▸ **Supplied entries**:

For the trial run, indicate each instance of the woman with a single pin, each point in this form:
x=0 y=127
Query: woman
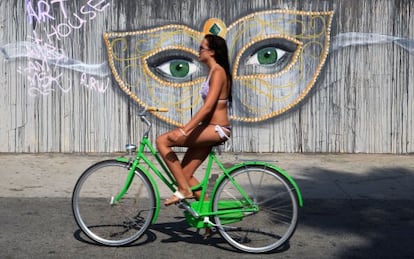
x=209 y=126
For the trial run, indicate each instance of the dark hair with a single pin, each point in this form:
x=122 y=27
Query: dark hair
x=218 y=44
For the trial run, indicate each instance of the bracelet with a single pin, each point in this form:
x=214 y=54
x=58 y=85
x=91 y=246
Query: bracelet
x=183 y=132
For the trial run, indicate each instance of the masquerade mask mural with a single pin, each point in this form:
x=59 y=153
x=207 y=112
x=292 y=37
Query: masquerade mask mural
x=276 y=58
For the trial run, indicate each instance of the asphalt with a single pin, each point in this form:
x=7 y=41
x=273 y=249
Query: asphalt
x=355 y=206
x=319 y=176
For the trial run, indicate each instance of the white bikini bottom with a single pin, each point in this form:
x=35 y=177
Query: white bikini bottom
x=220 y=130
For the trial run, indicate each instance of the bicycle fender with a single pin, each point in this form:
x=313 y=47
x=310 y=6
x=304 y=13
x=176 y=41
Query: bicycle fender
x=264 y=164
x=154 y=186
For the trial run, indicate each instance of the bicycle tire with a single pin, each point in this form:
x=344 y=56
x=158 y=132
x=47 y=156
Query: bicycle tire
x=277 y=209
x=112 y=225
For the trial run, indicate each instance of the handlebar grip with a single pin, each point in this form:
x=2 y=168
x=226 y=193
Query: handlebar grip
x=155 y=109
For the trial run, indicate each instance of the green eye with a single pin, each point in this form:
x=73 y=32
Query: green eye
x=178 y=68
x=267 y=56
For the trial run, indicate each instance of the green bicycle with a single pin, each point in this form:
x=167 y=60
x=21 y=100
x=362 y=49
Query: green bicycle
x=253 y=205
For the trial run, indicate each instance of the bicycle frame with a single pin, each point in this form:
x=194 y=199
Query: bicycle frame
x=201 y=209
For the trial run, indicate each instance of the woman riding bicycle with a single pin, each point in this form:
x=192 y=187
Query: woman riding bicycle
x=208 y=127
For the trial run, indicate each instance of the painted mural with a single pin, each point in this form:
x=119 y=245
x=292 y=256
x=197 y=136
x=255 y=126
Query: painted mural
x=276 y=56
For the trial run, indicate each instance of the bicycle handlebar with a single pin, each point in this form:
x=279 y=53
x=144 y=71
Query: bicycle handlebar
x=143 y=115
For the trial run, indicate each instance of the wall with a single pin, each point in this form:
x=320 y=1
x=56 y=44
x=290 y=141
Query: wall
x=58 y=94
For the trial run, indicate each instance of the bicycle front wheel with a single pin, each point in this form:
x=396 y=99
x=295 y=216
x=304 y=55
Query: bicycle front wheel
x=112 y=224
x=257 y=212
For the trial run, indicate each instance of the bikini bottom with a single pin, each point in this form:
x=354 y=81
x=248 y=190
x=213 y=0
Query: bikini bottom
x=221 y=131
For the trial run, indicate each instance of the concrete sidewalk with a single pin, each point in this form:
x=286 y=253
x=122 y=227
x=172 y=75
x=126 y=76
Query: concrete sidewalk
x=319 y=176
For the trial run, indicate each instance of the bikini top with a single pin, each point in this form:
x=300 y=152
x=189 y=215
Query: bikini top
x=205 y=87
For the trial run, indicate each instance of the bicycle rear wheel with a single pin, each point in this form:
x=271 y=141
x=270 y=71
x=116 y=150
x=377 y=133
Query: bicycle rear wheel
x=264 y=225
x=120 y=223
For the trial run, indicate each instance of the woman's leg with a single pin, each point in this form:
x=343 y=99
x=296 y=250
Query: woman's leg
x=164 y=145
x=193 y=158
x=202 y=137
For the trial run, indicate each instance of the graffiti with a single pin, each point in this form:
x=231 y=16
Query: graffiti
x=77 y=20
x=42 y=69
x=94 y=84
x=52 y=56
x=42 y=77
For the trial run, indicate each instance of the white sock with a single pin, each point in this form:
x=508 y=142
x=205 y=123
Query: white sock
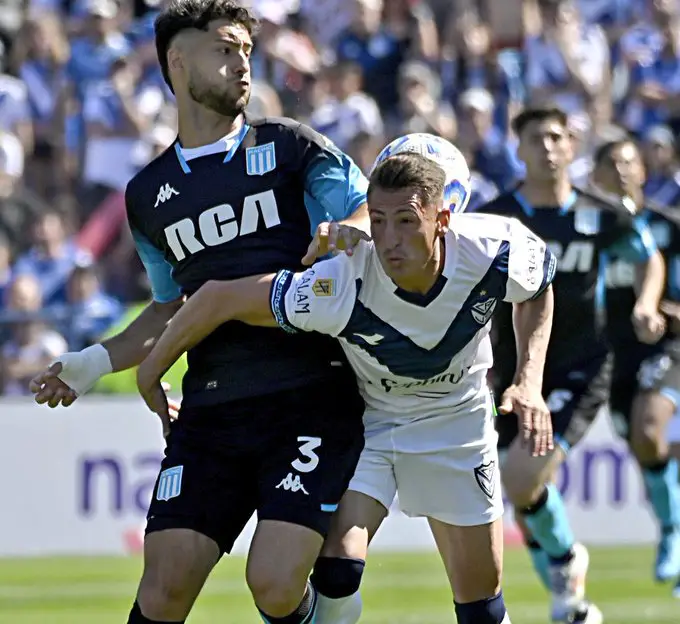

▸ **What is required**: Reproduce word for word the lines from the line holding "For the trial run, indicate each instance of the bicycle rear" through the last line of the material above, inclusive, and keep pictures out of it.

▸ **Result**:
For the trial run, indicate each instance of the bicycle rear wheel with a single pin, each point in this form:
x=271 y=141
x=270 y=71
x=116 y=150
x=377 y=133
Query: bicycle rear wheel
x=264 y=225
x=120 y=223
For the trial run, indicate each instance of the woman's leg with a single pin, each point in this form:
x=343 y=99
x=296 y=250
Query: woman's leg
x=164 y=145
x=193 y=158
x=202 y=137
For the trial run, indicate each instance of the graffiti with a single pin, each point in this form:
x=231 y=16
Query: graffiti
x=77 y=20
x=42 y=69
x=94 y=84
x=52 y=56
x=42 y=77
For the trial run, indicate each instance of the white sock with a single pin, each point in this form:
x=508 y=142
x=205 y=123
Query: white sock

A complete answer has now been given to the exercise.